DATA PROVIDED:
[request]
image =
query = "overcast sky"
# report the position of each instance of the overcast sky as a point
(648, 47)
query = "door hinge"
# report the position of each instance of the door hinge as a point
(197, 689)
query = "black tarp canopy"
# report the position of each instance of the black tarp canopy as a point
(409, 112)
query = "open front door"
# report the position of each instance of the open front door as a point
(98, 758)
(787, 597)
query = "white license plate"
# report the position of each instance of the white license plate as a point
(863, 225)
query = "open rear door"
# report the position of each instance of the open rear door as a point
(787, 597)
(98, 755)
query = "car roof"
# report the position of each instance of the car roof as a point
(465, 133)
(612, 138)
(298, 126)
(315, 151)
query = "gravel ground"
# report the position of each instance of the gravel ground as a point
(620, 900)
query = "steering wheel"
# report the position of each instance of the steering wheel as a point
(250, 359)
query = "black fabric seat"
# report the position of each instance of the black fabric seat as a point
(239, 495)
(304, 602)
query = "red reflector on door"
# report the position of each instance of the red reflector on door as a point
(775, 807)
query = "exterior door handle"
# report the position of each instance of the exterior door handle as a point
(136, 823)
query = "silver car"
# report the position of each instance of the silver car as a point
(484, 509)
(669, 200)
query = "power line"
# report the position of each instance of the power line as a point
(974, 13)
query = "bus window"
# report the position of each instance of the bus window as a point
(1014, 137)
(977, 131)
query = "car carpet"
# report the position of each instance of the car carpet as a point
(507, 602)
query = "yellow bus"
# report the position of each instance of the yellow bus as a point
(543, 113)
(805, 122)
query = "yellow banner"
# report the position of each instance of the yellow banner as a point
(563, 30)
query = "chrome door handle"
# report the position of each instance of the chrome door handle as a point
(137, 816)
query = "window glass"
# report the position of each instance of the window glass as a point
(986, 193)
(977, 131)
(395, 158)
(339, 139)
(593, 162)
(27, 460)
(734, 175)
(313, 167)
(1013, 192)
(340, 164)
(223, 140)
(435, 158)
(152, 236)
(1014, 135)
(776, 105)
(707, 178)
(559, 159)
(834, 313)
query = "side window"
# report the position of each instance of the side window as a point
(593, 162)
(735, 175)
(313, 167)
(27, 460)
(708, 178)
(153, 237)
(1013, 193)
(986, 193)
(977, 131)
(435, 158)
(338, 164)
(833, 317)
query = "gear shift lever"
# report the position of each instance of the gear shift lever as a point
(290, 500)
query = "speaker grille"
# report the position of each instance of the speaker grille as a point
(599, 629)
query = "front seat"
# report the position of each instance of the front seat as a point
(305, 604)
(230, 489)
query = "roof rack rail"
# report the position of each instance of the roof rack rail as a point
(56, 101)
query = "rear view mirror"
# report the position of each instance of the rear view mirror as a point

AIM OF THE TASK: Restate every entry word for word.

FINISHED EXERCISE:
[request]
image =
query = "overcast sky"
# report the position of each instance of the overcast sky as a point
(648, 47)
query = "door hinge"
# report the position of each instance of the door hinge as a point
(197, 689)
query = "black tarp canopy"
# report the position of each instance of the black tarp canopy as a point
(409, 112)
query = "open front door"
# report the position of each instance of the open front door as a point
(98, 758)
(787, 597)
query = "white license plate"
# report the position of each instance of the white license plate as a point
(863, 225)
query = "open rear door"
# report the position of each instance of the open rear door as a point
(787, 597)
(98, 755)
query = "car roof"
# report the position of each instance of the car roof as a point
(465, 133)
(612, 138)
(298, 126)
(315, 151)
query = "gravel ground"
# report the position of each instance of the gravel ground as a point
(620, 900)
query = "steering wheel"
# report the position of each instance of the steering wheel as a point
(250, 359)
query = "black fabric seat"
# report the position of each instance of the black fabric seat as a point
(239, 495)
(304, 602)
query = "red reflector on door"
# report the position of each instance of the red reflector on door as a point
(775, 807)
query = "exterior door handle"
# report the position of each instance of the exterior door handle as a point
(136, 823)
query = "silver car"
# report the position of each instance of the silver car as a point
(484, 509)
(669, 200)
query = "power line"
# report the position of each instance of the power line as a point
(974, 13)
query = "bus window"
# report the position of each instance of the bus window as a point
(1014, 137)
(977, 131)
query = "car carpet"
# report the position of each instance of the car carpet as a point
(507, 602)
query = "yellow bus"
# report the position of each instance of the yellow bus as a point
(543, 113)
(805, 122)
query = "yellow banner"
# report the position of each instance of the yellow banner as a point
(563, 30)
query = "chrome door handle"
# report the position of each instance of the chrome door handle as a point
(137, 816)
query = "window glass"
# report the position of each instance of the window glass as a point
(986, 193)
(977, 131)
(395, 158)
(339, 139)
(593, 162)
(27, 460)
(734, 175)
(313, 167)
(1013, 192)
(340, 164)
(223, 140)
(435, 158)
(152, 236)
(1014, 135)
(776, 105)
(707, 178)
(559, 159)
(834, 313)
query = "side window"
# report the position of each instance of the side window as a point
(593, 162)
(735, 175)
(313, 167)
(27, 460)
(708, 178)
(153, 237)
(1013, 193)
(986, 193)
(977, 131)
(435, 158)
(338, 164)
(833, 317)
query = "gear shift lever"
# report the position of each instance of the gear shift lever as a point
(290, 500)
query = "speaker grille"
# report the position of each instance of the speaker grille as a point
(599, 629)
query = "front seat"
# report the position of each instance of the front seat as a point
(305, 604)
(230, 489)
query = "roof rack rail"
# report the position of each instance of the roof rack rail as a point
(56, 101)
query = "rear view mirror"
# report the position of each instance of the rear view mirror as a point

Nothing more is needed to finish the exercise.